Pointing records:

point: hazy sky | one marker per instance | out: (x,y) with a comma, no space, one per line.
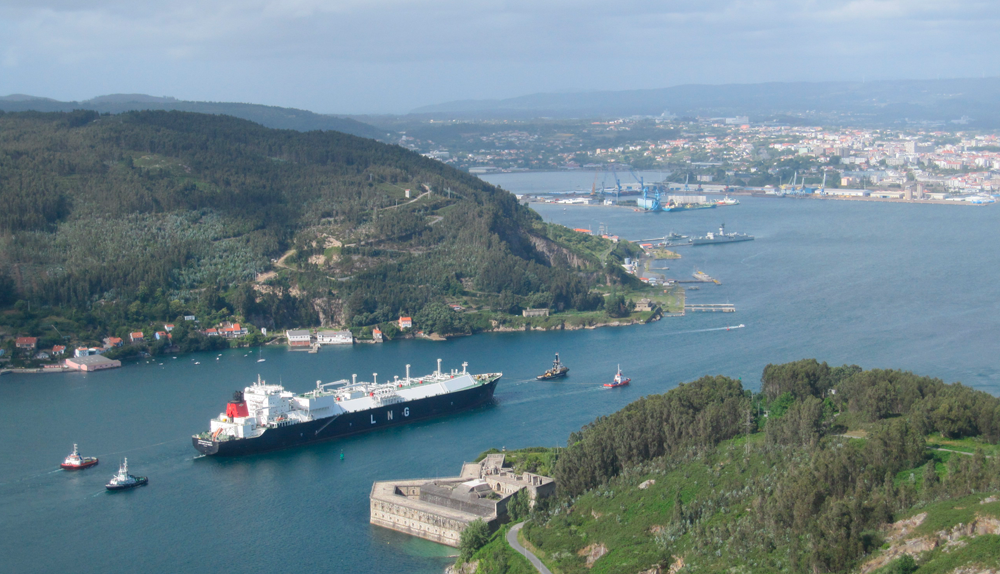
(359,56)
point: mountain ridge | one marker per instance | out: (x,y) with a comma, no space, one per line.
(883,101)
(268,116)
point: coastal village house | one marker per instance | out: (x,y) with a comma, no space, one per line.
(92,363)
(232,330)
(645,305)
(27,344)
(298,338)
(335,338)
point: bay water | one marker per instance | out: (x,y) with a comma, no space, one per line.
(875,284)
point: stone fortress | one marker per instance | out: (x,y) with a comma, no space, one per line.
(440,509)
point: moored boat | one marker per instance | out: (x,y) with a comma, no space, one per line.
(557,371)
(123,480)
(76,462)
(620,380)
(265,417)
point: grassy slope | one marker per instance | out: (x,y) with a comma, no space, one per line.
(635,524)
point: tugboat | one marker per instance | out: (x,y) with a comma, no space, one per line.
(123,480)
(76,462)
(620,380)
(557,371)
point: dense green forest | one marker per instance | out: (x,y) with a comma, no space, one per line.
(113,222)
(829,469)
(269,116)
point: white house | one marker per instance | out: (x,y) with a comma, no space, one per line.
(335,338)
(298,338)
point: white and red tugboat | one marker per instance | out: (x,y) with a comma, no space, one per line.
(123,480)
(620,380)
(76,462)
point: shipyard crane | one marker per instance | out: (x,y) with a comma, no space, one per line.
(618,183)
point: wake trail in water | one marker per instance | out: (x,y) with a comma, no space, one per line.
(531,399)
(48,472)
(142,447)
(745,259)
(729,328)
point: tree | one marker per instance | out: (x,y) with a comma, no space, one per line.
(474,537)
(518,506)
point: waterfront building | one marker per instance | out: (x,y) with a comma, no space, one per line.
(335,338)
(92,363)
(535,313)
(439,509)
(298,338)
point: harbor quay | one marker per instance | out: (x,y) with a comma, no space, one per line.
(440,509)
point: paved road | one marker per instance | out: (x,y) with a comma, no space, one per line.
(512,540)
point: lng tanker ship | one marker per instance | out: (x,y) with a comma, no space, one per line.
(265,417)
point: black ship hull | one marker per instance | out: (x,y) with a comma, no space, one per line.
(140,481)
(349,423)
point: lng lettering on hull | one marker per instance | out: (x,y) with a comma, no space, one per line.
(267,417)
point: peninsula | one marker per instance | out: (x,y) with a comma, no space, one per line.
(181,231)
(827,469)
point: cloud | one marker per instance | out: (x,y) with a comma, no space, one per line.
(421,51)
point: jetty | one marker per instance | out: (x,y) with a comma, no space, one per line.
(711,307)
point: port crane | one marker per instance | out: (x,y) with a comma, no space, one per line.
(650,201)
(618,183)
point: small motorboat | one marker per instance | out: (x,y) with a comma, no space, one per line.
(76,462)
(123,480)
(620,380)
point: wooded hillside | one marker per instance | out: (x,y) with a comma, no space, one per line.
(143,215)
(830,469)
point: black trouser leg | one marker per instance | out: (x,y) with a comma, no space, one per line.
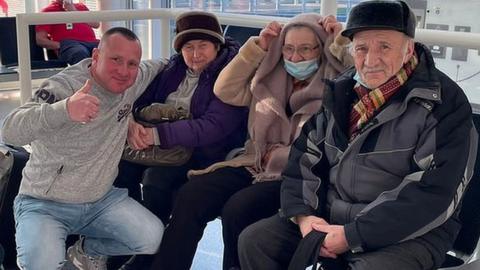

*Brief*
Please rewrite the entries from the line containing "point: cloud |" through the end of the entries, changing "port crane" to "harbor crane" and keeping everything else unchanged. Leave the pictures out of your answer.

*Expected answer*
point: cloud | one marker per instance | out: (x,y) with a comma, no space, one per line.
(421,51)
point: jetty | one marker per instance | out: (x,y) with a comma, no space, one per line.
(711,307)
point: harbor crane | one marker per instance | out: (x,y) with a comma, no space, one per line.
(650,201)
(618,183)
point: small motorboat | one marker per instance | out: (x,y) with a comma, no space, one per line.
(76,462)
(123,480)
(620,380)
point: wooded hillside | one marker per instance | out: (x,y) with a comma, no space, one per line.
(143,215)
(830,469)
point: black trouser leg | one marker per instance | out: (x,y) with a comma, no space, one per line.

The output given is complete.